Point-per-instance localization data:
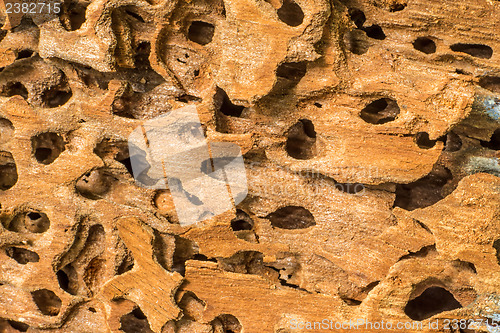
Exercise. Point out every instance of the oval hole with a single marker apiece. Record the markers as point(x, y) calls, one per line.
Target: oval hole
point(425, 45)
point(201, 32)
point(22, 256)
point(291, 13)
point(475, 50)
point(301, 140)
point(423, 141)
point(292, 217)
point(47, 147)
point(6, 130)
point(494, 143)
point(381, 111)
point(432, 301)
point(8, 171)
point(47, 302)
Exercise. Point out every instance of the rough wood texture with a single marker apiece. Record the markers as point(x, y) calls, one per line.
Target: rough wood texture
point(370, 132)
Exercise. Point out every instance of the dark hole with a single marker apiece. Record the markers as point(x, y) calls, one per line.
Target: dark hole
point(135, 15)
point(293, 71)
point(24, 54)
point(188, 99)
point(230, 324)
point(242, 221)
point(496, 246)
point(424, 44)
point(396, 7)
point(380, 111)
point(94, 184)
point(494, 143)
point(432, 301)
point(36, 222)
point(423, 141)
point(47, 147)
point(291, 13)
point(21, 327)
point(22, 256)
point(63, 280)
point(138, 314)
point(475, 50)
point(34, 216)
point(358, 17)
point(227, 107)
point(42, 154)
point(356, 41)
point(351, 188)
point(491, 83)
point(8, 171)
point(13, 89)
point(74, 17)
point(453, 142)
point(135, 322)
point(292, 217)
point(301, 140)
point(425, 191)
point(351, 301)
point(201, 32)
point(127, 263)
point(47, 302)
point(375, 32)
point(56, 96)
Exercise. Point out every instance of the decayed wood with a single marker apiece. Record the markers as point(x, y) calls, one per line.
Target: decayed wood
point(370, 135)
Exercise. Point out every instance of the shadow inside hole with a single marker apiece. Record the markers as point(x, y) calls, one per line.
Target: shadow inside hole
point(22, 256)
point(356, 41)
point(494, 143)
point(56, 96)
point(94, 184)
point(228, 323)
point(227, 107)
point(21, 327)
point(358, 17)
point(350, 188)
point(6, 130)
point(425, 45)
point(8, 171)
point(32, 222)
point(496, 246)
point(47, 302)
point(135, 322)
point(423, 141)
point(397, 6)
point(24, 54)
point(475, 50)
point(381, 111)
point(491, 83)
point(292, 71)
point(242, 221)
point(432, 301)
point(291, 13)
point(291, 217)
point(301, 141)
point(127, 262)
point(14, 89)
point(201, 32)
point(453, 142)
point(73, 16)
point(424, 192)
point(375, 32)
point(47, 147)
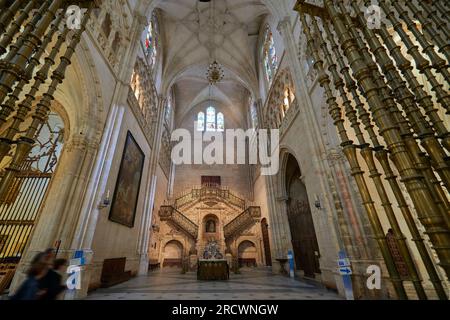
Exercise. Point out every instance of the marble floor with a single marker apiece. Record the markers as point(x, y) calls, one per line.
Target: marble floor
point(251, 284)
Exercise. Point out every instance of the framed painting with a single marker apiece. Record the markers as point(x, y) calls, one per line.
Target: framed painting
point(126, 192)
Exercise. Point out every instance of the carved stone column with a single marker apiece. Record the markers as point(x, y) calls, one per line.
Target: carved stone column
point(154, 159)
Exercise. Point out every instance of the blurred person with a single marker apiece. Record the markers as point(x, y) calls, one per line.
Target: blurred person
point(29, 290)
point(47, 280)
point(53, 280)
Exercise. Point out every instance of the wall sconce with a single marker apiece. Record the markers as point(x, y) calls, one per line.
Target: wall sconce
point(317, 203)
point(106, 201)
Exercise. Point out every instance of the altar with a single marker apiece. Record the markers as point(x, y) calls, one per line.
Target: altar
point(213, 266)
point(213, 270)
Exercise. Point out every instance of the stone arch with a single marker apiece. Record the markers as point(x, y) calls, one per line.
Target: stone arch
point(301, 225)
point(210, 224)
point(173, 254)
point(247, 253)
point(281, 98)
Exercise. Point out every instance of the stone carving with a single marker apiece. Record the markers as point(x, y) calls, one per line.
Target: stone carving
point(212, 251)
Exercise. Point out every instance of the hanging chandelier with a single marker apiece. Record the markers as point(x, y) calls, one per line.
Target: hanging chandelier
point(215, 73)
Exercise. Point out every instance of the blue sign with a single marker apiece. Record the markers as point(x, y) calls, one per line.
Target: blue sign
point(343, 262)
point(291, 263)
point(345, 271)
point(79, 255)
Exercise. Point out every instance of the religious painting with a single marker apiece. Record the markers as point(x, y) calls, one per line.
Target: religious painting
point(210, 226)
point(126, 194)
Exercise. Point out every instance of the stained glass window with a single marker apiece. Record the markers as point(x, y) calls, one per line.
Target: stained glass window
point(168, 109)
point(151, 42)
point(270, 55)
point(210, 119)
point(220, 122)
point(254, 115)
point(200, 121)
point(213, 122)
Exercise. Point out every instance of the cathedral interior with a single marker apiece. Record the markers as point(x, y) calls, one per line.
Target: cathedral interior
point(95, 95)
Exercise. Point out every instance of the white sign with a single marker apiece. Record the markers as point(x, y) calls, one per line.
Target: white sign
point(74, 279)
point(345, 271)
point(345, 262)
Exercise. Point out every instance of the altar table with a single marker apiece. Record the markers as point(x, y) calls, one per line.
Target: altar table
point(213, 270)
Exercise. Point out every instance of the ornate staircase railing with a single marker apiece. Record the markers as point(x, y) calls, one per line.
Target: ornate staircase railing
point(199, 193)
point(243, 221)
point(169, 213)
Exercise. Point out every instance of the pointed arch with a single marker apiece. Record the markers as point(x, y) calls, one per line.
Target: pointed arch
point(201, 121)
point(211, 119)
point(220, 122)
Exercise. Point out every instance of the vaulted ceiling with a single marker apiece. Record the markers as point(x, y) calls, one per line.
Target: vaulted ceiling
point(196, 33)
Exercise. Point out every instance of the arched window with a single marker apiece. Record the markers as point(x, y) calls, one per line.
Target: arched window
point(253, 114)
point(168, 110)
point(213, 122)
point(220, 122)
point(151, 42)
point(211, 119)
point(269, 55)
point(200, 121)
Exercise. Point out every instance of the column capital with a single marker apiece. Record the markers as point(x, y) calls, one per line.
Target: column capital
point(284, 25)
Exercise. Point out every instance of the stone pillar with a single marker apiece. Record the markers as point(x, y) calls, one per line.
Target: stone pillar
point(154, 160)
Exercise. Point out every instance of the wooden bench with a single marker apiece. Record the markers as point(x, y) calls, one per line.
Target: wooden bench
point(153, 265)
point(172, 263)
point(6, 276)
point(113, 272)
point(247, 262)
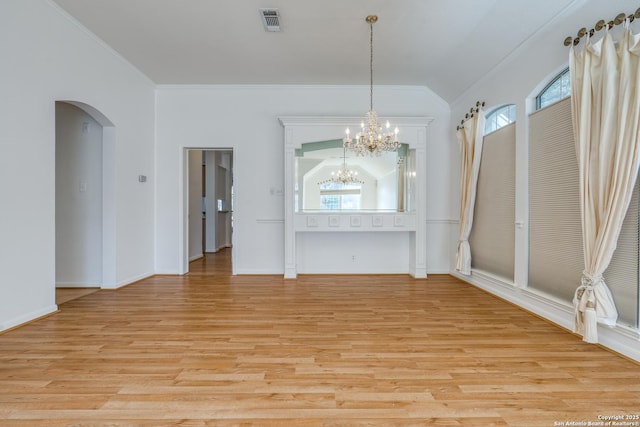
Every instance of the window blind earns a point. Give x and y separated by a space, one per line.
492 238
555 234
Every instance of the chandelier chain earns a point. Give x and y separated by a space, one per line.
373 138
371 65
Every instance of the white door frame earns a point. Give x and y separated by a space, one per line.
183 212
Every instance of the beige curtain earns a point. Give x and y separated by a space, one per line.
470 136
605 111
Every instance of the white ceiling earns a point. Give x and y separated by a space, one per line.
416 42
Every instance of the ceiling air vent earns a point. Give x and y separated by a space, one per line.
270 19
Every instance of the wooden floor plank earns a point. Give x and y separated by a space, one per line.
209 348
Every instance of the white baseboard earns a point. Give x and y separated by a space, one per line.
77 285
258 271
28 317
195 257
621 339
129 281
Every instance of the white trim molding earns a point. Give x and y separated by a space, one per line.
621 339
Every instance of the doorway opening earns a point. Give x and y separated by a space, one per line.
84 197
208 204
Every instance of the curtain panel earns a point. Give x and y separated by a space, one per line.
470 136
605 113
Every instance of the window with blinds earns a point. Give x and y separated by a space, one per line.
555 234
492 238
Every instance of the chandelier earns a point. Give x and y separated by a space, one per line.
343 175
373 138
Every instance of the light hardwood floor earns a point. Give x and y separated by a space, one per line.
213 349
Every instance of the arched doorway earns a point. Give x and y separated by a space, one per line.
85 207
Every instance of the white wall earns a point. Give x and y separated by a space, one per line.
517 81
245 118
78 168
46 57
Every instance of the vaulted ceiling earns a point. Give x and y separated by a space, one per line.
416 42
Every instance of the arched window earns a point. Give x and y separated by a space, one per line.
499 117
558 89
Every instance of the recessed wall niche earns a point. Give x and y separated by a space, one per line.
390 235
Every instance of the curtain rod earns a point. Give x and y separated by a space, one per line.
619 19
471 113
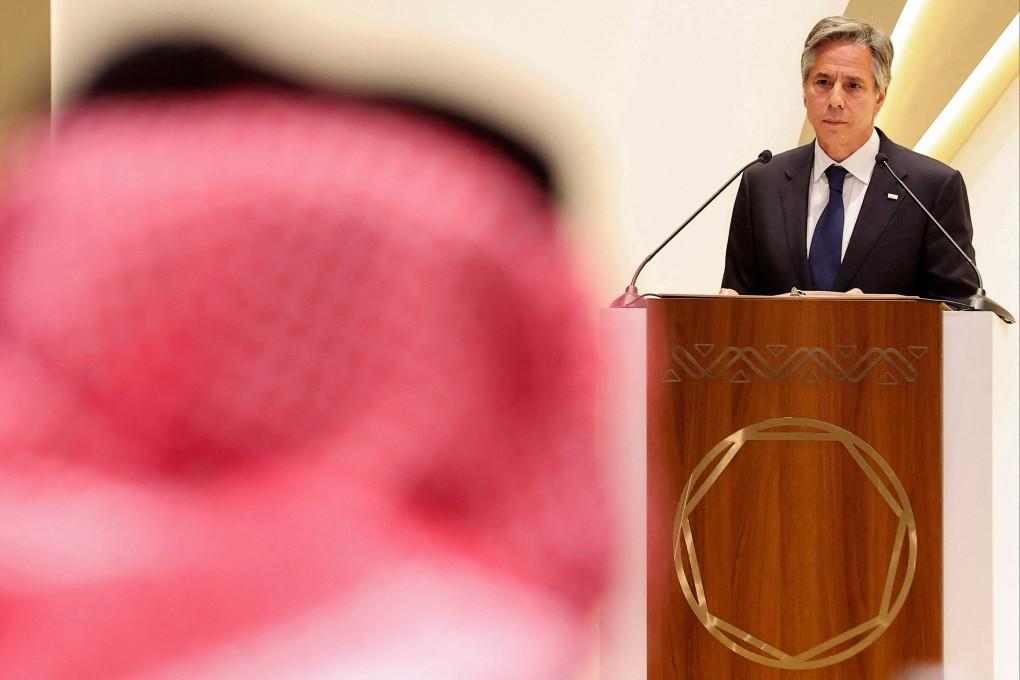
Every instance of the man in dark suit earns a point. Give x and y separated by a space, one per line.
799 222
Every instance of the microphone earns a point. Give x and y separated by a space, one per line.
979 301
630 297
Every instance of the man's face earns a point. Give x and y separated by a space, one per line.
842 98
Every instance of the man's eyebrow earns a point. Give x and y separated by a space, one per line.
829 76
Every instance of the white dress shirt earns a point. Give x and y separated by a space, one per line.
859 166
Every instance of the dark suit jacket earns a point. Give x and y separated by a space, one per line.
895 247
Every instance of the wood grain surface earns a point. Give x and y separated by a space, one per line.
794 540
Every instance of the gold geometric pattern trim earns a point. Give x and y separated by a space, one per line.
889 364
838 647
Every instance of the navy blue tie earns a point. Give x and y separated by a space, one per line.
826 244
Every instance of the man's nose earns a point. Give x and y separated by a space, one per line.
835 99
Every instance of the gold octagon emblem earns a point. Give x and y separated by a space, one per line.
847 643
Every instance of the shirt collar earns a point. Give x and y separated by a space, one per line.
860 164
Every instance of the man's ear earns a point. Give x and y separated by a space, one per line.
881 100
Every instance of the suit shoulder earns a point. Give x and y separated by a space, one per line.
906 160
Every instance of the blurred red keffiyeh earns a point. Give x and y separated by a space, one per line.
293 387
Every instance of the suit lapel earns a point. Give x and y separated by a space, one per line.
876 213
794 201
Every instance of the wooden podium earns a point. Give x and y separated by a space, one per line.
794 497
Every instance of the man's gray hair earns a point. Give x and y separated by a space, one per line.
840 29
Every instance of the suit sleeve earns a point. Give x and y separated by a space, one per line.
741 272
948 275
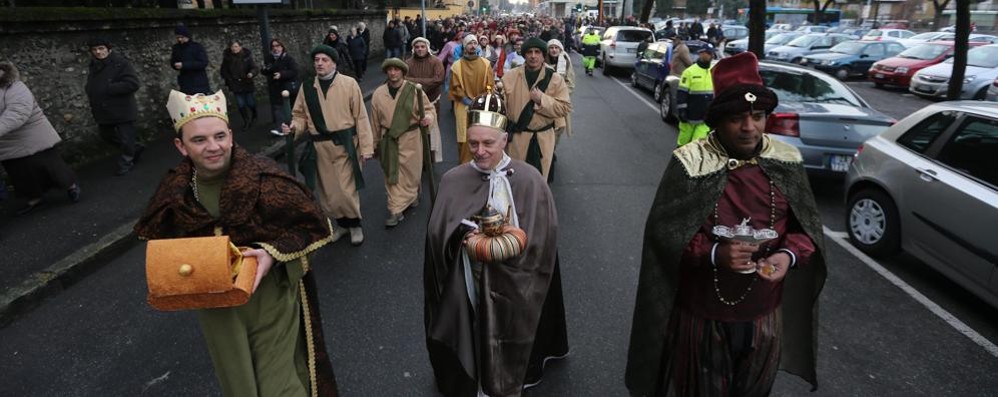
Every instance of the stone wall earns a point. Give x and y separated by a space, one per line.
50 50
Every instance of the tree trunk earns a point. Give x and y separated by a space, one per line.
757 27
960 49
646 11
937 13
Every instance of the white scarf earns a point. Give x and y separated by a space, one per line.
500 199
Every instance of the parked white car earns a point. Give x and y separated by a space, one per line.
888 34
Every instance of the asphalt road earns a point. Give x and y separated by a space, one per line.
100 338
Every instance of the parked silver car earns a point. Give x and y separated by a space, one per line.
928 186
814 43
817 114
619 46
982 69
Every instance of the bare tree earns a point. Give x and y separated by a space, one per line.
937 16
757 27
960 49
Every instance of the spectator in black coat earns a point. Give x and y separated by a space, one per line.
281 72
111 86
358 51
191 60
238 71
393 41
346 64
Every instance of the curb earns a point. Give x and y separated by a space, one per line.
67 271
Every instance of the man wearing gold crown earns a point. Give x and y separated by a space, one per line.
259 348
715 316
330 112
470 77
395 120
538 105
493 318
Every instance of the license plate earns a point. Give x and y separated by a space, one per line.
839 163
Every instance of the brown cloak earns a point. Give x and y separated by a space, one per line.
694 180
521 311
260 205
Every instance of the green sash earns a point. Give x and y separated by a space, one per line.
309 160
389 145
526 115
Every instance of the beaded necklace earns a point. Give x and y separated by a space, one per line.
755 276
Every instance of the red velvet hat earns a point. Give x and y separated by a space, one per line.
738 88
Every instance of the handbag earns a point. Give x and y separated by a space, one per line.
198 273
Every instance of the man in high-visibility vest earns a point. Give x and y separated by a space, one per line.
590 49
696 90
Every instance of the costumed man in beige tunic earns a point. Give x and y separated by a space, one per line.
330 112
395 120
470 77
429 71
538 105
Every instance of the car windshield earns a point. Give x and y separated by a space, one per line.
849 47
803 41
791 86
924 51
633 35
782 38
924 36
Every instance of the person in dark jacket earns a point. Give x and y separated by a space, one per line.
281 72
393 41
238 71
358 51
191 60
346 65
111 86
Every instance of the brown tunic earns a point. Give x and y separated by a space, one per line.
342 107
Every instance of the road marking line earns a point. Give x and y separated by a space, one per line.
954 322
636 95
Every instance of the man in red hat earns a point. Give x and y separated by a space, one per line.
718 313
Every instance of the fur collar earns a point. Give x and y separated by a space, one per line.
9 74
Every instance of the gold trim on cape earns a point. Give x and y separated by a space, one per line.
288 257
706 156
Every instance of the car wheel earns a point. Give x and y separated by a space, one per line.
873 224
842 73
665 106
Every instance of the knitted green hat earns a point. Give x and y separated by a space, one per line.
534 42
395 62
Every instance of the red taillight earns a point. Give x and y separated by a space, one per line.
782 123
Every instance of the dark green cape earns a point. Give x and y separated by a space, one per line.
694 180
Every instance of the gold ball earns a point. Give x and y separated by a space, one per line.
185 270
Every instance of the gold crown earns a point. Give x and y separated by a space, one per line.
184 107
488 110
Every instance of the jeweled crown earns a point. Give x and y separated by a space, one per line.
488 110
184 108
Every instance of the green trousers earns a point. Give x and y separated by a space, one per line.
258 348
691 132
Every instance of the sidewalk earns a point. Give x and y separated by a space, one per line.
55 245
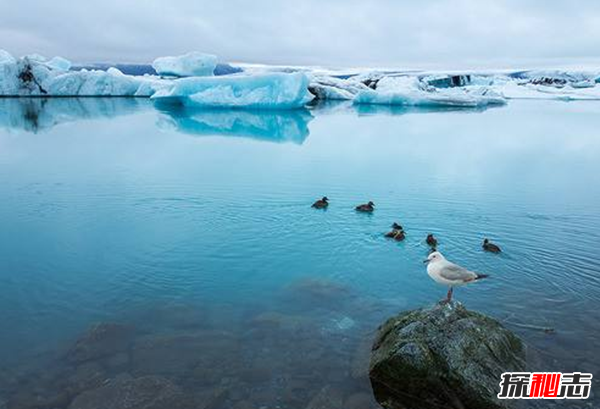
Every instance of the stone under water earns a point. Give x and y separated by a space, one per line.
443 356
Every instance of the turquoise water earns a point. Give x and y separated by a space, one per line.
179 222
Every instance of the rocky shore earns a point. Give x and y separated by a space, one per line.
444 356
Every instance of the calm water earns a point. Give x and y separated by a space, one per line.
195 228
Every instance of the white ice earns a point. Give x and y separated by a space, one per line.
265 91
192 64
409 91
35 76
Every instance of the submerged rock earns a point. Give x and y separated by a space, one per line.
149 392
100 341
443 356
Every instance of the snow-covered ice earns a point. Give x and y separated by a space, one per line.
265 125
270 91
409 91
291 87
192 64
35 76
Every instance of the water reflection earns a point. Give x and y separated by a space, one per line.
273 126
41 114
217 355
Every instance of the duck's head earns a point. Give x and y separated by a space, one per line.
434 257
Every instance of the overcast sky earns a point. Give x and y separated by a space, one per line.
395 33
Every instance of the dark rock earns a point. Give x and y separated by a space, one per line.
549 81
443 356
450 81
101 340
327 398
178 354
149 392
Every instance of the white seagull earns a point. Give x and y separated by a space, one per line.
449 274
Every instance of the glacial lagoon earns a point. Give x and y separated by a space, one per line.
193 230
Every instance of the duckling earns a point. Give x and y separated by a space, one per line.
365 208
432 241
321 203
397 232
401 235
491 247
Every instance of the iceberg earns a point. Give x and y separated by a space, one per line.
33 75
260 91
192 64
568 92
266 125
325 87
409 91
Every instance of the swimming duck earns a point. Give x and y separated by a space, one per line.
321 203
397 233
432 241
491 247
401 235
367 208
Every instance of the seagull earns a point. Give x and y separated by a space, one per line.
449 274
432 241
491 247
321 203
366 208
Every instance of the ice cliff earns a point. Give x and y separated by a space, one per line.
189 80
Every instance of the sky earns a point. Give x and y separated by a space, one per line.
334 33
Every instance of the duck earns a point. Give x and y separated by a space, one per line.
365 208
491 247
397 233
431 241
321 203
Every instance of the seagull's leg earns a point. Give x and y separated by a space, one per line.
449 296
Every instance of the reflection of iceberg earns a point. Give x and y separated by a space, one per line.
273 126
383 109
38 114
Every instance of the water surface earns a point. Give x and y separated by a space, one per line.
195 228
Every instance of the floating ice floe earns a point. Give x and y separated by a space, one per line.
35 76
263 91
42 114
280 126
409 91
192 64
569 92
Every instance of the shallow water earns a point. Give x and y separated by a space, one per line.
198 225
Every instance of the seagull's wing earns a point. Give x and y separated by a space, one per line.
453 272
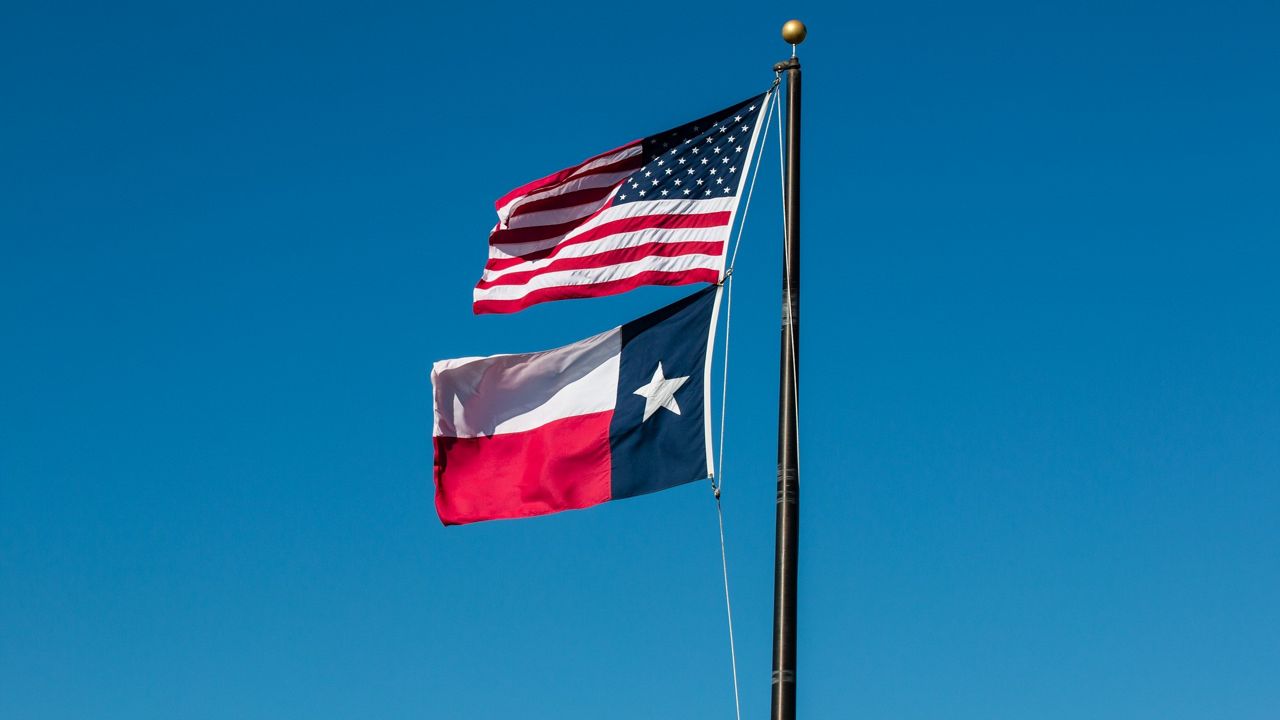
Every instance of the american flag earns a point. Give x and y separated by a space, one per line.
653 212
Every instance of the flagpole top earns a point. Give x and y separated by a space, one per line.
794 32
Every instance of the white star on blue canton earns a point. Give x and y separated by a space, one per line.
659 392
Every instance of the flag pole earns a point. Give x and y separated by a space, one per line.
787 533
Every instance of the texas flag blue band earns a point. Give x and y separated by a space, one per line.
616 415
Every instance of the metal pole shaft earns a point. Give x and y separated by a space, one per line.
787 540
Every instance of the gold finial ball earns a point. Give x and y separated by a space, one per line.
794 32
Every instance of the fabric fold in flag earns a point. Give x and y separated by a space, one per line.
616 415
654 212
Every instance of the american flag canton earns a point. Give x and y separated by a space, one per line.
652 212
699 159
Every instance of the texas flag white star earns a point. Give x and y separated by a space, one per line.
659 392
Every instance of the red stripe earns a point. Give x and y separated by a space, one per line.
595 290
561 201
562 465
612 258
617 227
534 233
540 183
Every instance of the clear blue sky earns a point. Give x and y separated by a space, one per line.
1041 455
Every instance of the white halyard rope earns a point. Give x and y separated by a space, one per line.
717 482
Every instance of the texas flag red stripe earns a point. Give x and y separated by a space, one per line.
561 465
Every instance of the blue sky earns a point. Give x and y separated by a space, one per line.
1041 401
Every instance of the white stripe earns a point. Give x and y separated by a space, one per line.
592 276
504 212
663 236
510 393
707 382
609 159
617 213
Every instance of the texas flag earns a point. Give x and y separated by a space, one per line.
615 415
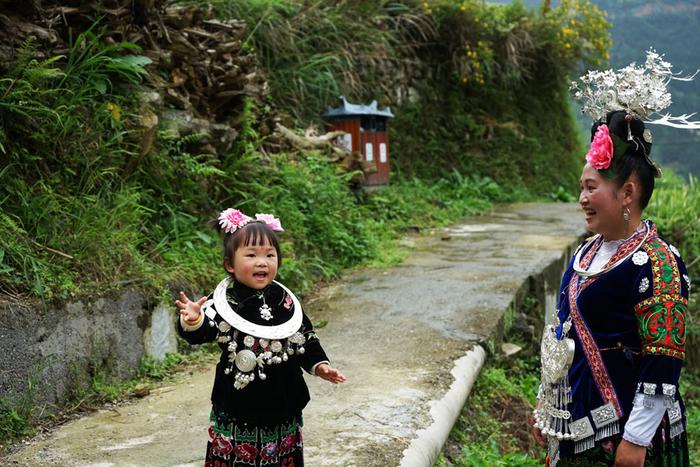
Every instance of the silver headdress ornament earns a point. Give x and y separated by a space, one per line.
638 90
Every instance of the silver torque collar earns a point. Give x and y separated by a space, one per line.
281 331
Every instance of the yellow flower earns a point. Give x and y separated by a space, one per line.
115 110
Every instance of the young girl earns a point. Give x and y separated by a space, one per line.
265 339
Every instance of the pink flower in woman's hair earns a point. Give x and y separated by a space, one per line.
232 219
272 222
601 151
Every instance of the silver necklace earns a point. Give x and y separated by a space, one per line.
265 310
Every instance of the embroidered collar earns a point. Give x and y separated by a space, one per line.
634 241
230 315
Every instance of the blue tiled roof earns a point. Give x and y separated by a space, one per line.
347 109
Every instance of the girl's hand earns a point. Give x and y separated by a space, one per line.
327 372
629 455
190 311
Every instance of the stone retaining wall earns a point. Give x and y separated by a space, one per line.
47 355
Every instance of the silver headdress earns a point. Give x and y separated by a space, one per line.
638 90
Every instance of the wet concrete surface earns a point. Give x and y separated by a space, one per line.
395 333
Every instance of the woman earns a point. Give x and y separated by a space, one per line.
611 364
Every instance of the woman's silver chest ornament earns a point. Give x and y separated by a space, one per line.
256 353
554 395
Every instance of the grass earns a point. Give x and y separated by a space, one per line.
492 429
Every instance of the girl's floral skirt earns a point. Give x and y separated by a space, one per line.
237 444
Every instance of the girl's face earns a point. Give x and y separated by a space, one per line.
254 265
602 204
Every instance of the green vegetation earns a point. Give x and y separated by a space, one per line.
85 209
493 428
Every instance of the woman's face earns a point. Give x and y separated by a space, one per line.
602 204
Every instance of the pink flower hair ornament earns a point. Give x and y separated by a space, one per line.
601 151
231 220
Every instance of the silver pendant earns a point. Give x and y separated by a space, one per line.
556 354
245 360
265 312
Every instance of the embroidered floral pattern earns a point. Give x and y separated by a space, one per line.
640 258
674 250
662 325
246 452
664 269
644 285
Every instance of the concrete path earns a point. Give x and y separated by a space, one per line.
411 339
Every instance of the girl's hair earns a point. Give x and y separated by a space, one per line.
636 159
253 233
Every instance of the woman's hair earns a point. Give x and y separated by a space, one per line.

■ **Your assignment**:
Pictures stay out. Print the data exactly, from its first line through the line containing "Exercise. Point out every instance of the shadow".

■ **Exercise result**:
Exercise. Point out every instance of the oval hole with a single marker apiece. Record the markers as point(x, y) calls, one per line.
Target: oval hole
point(425, 45)
point(201, 32)
point(22, 256)
point(291, 13)
point(475, 50)
point(301, 140)
point(423, 141)
point(292, 217)
point(47, 147)
point(6, 130)
point(494, 143)
point(381, 111)
point(432, 301)
point(8, 171)
point(47, 302)
Exercise. Point out every instance of the rough wood texture with a single marker apiece. Record the markers as point(x, y) calls, one per line.
Target: rough wood texture
point(370, 132)
Exercise. Point out every instance of the dark hole with a single marker apiece. Record the markers as point(x, y) calls, one per line.
Target: dark hole
point(135, 15)
point(293, 71)
point(24, 54)
point(188, 99)
point(230, 324)
point(242, 221)
point(496, 246)
point(424, 44)
point(396, 7)
point(380, 111)
point(94, 184)
point(494, 143)
point(432, 301)
point(36, 222)
point(423, 141)
point(47, 147)
point(291, 13)
point(21, 327)
point(22, 256)
point(63, 280)
point(138, 314)
point(475, 50)
point(34, 216)
point(358, 17)
point(227, 107)
point(42, 154)
point(356, 41)
point(351, 188)
point(491, 83)
point(8, 171)
point(13, 89)
point(74, 17)
point(453, 142)
point(135, 322)
point(292, 217)
point(301, 140)
point(425, 191)
point(351, 301)
point(201, 32)
point(127, 263)
point(47, 302)
point(375, 32)
point(56, 96)
Exercise. Point out every instance of the decayed wood with a single marker apiece. Record the markers as point(x, y) calls, one per line.
Target: decayed wood
point(370, 135)
Exercise. Point out every instance of the shadow inside hole with a single marker apiece. Record the markers as point(x, y) calls, one per line.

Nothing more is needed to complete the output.